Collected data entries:

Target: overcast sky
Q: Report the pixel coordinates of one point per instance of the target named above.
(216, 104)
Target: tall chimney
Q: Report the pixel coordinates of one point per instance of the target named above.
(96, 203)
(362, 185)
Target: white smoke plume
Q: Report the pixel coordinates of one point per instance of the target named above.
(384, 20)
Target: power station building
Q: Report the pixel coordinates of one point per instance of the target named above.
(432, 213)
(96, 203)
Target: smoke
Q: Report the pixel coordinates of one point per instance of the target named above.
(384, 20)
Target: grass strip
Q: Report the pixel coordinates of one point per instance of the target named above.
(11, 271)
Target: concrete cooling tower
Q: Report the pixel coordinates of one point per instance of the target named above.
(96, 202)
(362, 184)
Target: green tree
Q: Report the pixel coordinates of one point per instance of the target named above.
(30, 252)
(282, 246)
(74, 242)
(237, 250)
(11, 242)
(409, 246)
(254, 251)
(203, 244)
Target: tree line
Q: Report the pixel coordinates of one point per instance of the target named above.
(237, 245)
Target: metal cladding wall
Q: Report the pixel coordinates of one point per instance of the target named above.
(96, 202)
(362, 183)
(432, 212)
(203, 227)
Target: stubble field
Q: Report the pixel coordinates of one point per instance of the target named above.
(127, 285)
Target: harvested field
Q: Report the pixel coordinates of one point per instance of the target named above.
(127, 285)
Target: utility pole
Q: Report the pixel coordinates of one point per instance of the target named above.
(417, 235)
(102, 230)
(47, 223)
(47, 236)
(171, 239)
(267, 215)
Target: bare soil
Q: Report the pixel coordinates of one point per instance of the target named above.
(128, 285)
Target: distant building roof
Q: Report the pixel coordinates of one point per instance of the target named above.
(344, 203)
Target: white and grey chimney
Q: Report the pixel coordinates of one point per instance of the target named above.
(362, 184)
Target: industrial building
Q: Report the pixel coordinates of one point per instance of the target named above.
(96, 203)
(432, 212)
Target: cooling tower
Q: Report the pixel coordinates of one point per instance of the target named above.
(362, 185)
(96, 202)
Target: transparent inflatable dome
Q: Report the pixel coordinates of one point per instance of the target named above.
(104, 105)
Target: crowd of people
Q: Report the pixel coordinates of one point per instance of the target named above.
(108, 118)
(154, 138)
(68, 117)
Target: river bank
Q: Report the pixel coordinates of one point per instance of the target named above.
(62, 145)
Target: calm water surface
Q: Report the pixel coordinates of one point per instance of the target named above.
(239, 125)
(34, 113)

*EXERCISE REQUIREMENTS*. Working from the entries above, return all lines that contain "chimney".

*YOUR SOLUTION*.
Target: tall chimney
Target: white and grey chimney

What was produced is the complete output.